Short exercise:
Set down the full listing exactly as given. Any pictures are to be left out.

[Stored entries]
* start *

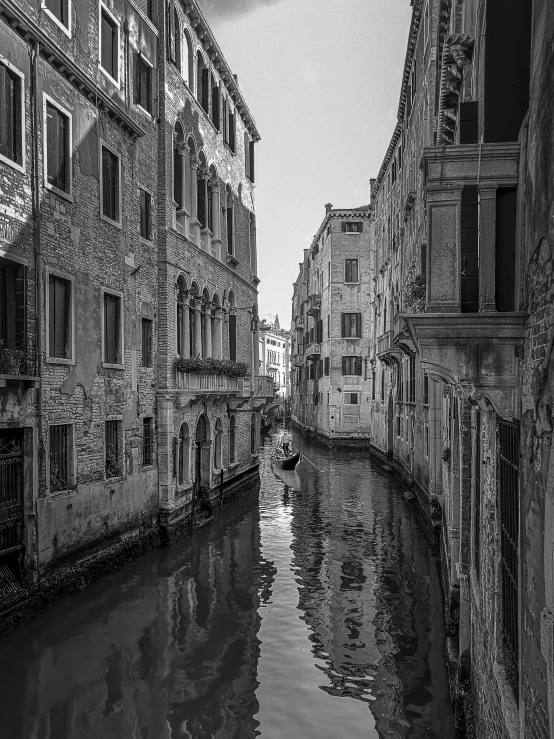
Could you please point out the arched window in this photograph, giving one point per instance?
(182, 349)
(253, 434)
(232, 328)
(184, 454)
(230, 221)
(232, 450)
(217, 452)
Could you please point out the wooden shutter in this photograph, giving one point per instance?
(233, 338)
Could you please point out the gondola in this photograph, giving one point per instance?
(286, 463)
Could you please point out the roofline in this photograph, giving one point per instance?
(412, 40)
(207, 39)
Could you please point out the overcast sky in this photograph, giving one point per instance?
(322, 80)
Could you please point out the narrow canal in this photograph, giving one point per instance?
(315, 613)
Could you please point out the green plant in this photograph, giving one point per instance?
(11, 358)
(415, 294)
(212, 366)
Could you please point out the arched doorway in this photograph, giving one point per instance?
(202, 455)
(390, 428)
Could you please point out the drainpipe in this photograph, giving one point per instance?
(38, 271)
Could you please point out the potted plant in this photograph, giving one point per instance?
(11, 359)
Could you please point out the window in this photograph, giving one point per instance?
(114, 455)
(232, 430)
(147, 442)
(61, 457)
(112, 329)
(59, 318)
(352, 227)
(109, 44)
(57, 146)
(11, 122)
(60, 10)
(110, 184)
(351, 270)
(351, 365)
(145, 215)
(351, 325)
(146, 342)
(143, 83)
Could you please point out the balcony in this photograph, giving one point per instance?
(314, 304)
(204, 383)
(313, 350)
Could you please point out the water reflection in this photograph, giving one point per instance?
(316, 613)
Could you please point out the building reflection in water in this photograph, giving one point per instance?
(370, 592)
(167, 647)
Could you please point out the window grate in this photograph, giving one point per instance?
(508, 492)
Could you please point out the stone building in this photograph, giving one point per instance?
(462, 316)
(275, 355)
(127, 237)
(331, 381)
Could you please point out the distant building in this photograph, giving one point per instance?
(274, 355)
(331, 381)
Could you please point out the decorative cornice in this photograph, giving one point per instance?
(66, 67)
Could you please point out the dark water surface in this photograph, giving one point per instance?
(315, 614)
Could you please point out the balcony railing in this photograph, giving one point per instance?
(314, 304)
(207, 383)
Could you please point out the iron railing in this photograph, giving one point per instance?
(508, 492)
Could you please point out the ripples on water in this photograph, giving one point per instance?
(315, 614)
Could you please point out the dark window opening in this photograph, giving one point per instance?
(61, 477)
(147, 441)
(109, 51)
(110, 184)
(57, 148)
(143, 83)
(10, 122)
(59, 317)
(145, 215)
(112, 329)
(352, 365)
(113, 458)
(146, 342)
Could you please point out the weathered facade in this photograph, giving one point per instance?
(462, 333)
(331, 329)
(127, 241)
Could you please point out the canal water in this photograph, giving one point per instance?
(309, 613)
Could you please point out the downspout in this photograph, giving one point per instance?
(38, 272)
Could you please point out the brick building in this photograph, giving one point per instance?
(127, 239)
(330, 389)
(461, 341)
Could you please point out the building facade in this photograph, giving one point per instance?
(331, 380)
(127, 253)
(274, 355)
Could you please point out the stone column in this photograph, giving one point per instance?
(487, 248)
(208, 328)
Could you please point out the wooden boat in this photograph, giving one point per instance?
(286, 463)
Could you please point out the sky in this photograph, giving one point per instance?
(322, 81)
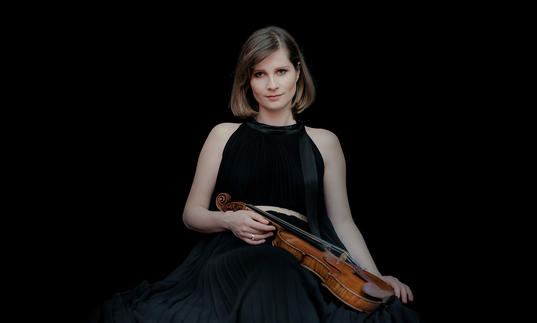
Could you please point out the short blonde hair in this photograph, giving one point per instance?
(260, 45)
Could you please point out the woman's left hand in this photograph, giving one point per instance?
(401, 290)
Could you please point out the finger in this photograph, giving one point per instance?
(255, 241)
(410, 294)
(261, 227)
(404, 295)
(258, 217)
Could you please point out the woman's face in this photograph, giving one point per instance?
(273, 81)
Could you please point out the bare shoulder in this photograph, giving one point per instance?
(322, 137)
(220, 133)
(225, 128)
(326, 141)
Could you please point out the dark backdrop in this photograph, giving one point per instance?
(139, 95)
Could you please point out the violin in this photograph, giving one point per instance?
(338, 272)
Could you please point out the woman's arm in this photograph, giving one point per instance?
(338, 209)
(336, 200)
(196, 214)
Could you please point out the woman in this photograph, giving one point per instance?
(274, 162)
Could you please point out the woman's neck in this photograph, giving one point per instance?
(281, 118)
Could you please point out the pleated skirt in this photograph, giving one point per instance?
(223, 279)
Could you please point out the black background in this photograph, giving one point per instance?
(135, 94)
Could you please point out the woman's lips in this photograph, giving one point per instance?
(274, 97)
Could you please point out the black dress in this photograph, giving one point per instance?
(223, 279)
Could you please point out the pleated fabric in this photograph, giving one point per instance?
(224, 279)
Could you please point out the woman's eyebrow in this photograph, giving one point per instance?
(276, 68)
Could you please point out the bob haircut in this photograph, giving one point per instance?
(260, 45)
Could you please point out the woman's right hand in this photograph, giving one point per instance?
(249, 226)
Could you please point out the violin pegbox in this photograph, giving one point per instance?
(223, 203)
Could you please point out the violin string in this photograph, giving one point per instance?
(305, 233)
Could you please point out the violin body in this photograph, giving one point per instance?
(354, 286)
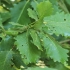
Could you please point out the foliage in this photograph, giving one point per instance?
(28, 33)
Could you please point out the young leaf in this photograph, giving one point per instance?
(6, 44)
(53, 49)
(19, 13)
(29, 52)
(44, 9)
(36, 40)
(5, 60)
(58, 24)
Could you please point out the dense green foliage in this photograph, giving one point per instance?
(34, 30)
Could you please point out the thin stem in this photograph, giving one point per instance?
(63, 5)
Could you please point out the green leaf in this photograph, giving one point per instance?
(29, 52)
(53, 49)
(58, 24)
(5, 60)
(36, 40)
(38, 68)
(6, 44)
(44, 9)
(32, 14)
(5, 16)
(19, 13)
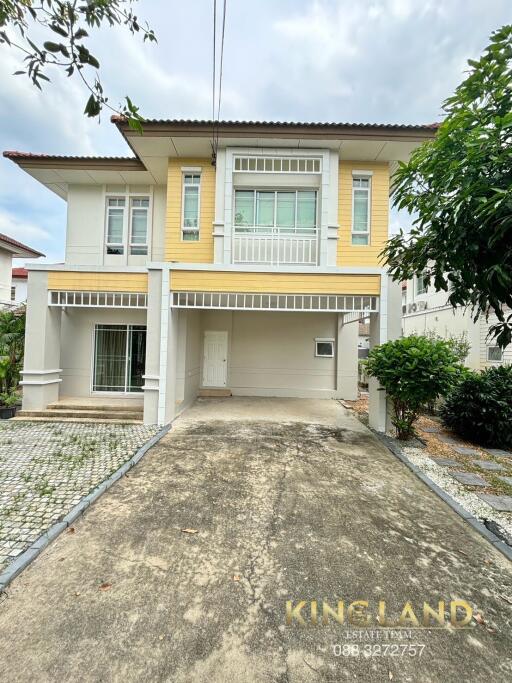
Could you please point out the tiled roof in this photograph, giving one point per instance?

* end *

Final result:
Could you please point out the arched window in this photograph, giving one point per instance?
(182, 349)
(253, 434)
(232, 328)
(184, 454)
(230, 221)
(232, 450)
(217, 452)
Could you please point out the wooden shutter in this photograph, giving one point per instance?
(233, 338)
Could you please point out the gondola in this photograph, giving one point per instance?
(286, 463)
Could you please point out the roofline in this photograph, giving one point per instance?
(412, 40)
(207, 39)
Could you please point out the overcast sky in this photograph, giving one point per instance?
(322, 80)
Could you please point out the narrow canal in this photograph, giving one point per instance?
(315, 613)
Could you please point out the green plant in this photograph, giving one point per instance?
(11, 358)
(415, 294)
(212, 366)
Could you please point out the arched doorway in this photograph, giving one point per instance?
(202, 455)
(390, 428)
Could you please point out the drainpipe in this photograph, giving one point per instance?
(38, 271)
Could you please point out the potted plant in this photograph, giving one point per instance?
(11, 359)
Could you please point out the window in this photograph, giving one point per instance?
(114, 455)
(232, 430)
(147, 442)
(61, 457)
(112, 329)
(59, 318)
(352, 227)
(109, 44)
(57, 146)
(11, 122)
(60, 10)
(110, 184)
(351, 270)
(351, 365)
(145, 215)
(351, 325)
(146, 342)
(143, 83)
Could you please point out the balcony in this photograph, giving one point per instance?
(314, 304)
(204, 383)
(313, 350)
Could you please point out the water reflection in this photograph, giving one point per instance?
(316, 613)
Could you please point out the building reflection in water in this photograph, giving one point per instance?
(370, 592)
(167, 647)
Could you please point out the window grate in this photograph, giving one point per instance?
(508, 492)
Could you please point out the stone building in this photograph, giving one point per instance?
(462, 316)
(275, 355)
(127, 237)
(331, 381)
Could you please point out the distant building in this photograph, giving one point per instance?
(274, 355)
(331, 381)
Could you please point out the decorative cornice in this photograph, giving one point per instance?
(66, 67)
Could you please point out the dark water surface in this photograph, giving one point per instance?
(315, 614)
Could you please point out the balcony railing in this photograph, giving one point per instance?
(314, 304)
(207, 383)
Could you please point out the iron railing in this photograph, giving one point per instance?
(508, 492)
Could you please point out the ripples on water in this photograph, giving one point per instance?
(315, 614)
Could you please point out the dark window opening in this photograph, giving one point per instance?
(61, 477)
(147, 441)
(109, 51)
(110, 184)
(57, 148)
(143, 83)
(10, 122)
(59, 317)
(145, 215)
(112, 329)
(352, 365)
(113, 458)
(146, 342)
Could you please point out the weathered facade in this photograph, giving one point per instance?
(462, 333)
(331, 329)
(127, 241)
Could you please point out the canal water in this photograph, giving one point per instance?
(309, 613)
Could you please point out the downspout in this photograph, giving one point per instance?
(38, 272)
Could you please point out the brick building in this photograph, giving one point per instance?
(127, 239)
(330, 389)
(461, 341)
Could you please point out the building facade in this photograph, giving one point per instance?
(331, 380)
(127, 253)
(274, 355)
Could you please point out the stone column in this photograph, giving one point per instance?
(487, 248)
(208, 328)
Could you please point out the wooden boat in this photograph, giving one point per instance?
(286, 463)
Could you please point out the sky in this photograph, giving one point per instance?
(322, 81)
Could you please point out the short blonde hair in this photograph, giving one point per instance?
(260, 45)
Could you please point out the woman's left hand in this photograph, giving one point per instance?
(401, 290)
Could you please point out the finger in this photograph, giving one point per instance?
(255, 241)
(410, 294)
(261, 227)
(404, 295)
(258, 217)
Could you please point out the woman's face in this photograph, giving one point per instance?
(273, 81)
Could you please point out the bare shoulder in this photograph, giving one point per instance?
(322, 137)
(220, 133)
(225, 128)
(326, 141)
Could you please point out the dark backdrop in this photograph, giving one point per instance?
(139, 95)
Could you please point out the violin in this photograph, giving one point per instance?
(338, 272)
Could you please point out the woman's arm in this photograph, giving one point per instance?
(338, 209)
(336, 200)
(196, 214)
Could you please point out the woman in this photograph, giving one point per instance?
(274, 162)
Could you please point out the woman's neck in this photograph, giving one point per instance?
(281, 118)
Could you please point out the pleated skirt in this photograph, giving one point per instance?
(223, 279)
Could you please point out the black background in this photograph, giving one point per instance?
(135, 94)
Could you please point out the woman's lips in this photograph, giving one point per instance?
(274, 97)
Could you please point out the black dress in this photograph, giving one point per instance?
(223, 279)
Could you please point out the pleated fabric in this photograph, giving one point per instance?
(224, 279)
Could you please point out the woman's eyebrow in this photograph, giving one point per instance?
(276, 68)
Could you please point out the bob haircut in this photograph, giving one point per instance?
(260, 45)
Could you please point out the woman's right hand in this photograph, giving one point per instance?
(249, 226)
Could you please point out the violin pegbox in this photograph, giving one point per instance?
(223, 203)
Could you please point out the violin string in this photograph, giving one point per instance?
(305, 233)
Could you please point out the violin body in this photograph, giving one point per instance?
(354, 286)
Could you please point out the foliage in this photograph, giving one point per instance?
(28, 33)
Could you please point out the young leaf in this photograph, giving one point per instance?
(6, 44)
(53, 49)
(19, 13)
(29, 52)
(44, 9)
(36, 40)
(5, 60)
(58, 24)
Could you please point out the dense green foliage in this photograph, giving one point per instance?
(34, 30)
Could you please point out the thin stem in this photograph, giving one point per instance?
(63, 5)
Could you please point out the green leaf in this photograph, giving one point per instance?
(29, 52)
(53, 49)
(58, 24)
(5, 60)
(36, 40)
(38, 68)
(6, 44)
(44, 9)
(32, 14)
(5, 16)
(19, 13)
Could you please point out the tiled roof in this photograph, giving one point per instance?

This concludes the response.